# TASK BRIEF
Rewrite the listing below, substituting "marker" for each "keypoint" and leaving everything else unchanged.

# GIVEN ENTRIES

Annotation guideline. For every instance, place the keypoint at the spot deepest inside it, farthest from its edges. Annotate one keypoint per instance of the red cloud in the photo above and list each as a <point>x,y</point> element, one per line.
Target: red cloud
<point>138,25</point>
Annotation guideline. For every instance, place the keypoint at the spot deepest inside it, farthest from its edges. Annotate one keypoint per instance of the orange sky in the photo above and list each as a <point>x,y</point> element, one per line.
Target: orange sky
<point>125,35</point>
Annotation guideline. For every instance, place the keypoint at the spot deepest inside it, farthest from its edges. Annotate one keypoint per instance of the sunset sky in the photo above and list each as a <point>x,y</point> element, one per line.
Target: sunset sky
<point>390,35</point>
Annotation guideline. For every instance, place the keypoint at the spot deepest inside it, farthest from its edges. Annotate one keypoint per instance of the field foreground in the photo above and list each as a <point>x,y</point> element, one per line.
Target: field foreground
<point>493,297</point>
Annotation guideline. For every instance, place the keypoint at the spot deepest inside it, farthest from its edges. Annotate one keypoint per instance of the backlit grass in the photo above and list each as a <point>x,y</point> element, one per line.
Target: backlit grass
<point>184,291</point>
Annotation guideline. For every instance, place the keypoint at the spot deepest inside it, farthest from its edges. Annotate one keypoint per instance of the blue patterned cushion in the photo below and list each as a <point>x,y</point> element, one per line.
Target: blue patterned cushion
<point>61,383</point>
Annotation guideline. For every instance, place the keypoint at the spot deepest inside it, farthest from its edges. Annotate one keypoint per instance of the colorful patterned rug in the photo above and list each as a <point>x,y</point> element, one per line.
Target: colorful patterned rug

# SOLUTION TO THIS EXERCISE
Annotation guideline. For every instance, place the marker at the spot deepest inside it, farthest from its edges. Annotate one marker per instance of the red cloud in the photo above and list each as a <point>x,y</point> element, one per line.
Target: red cloud
<point>138,25</point>
Annotation guideline. For every instance, place the marker at the spot deepest inside it, farthest from its edges. Annotate one marker per instance of the orange sky in the photo above and list each as a <point>x,y</point> element, one per line.
Target: orange sky
<point>125,35</point>
Annotation guideline. For every instance, place the marker at the spot deepest inside it, farthest from its edges. Annotate one marker per instance of the sunset sky in the photo above and list each as a <point>x,y</point> element, one per line.
Target: sunset sky
<point>390,35</point>
Annotation guideline. For every instance, place the marker at the spot deepest inside it, farthest from its edges. Annotate one marker per instance of the field foreground in the photo above and list each as a <point>x,y</point> element, one per line.
Target: field foreground
<point>493,297</point>
Annotation guideline. For every instance, place the marker at the spot deepest inside it, farthest from its edges. Annotate one marker per instance of the backlit grass in the photo above and list each as a <point>x,y</point> element, one per line.
Target: backlit grass
<point>184,291</point>
Annotation guideline. For every instance, place the marker at the spot deepest inside it, farthest from its edges. Annotate one marker per instance of the blue patterned cushion in the photo below and list each as a <point>x,y</point> element, one per line.
Target: blue patterned cushion
<point>61,383</point>
Annotation guideline. For every instance, place the marker at the spot deepest inside it, farthest from its edges. Annotate one marker per instance of the colorful patterned rug in the photo above and list each as a <point>x,y</point> element, one per line.
Target: colorful patterned rug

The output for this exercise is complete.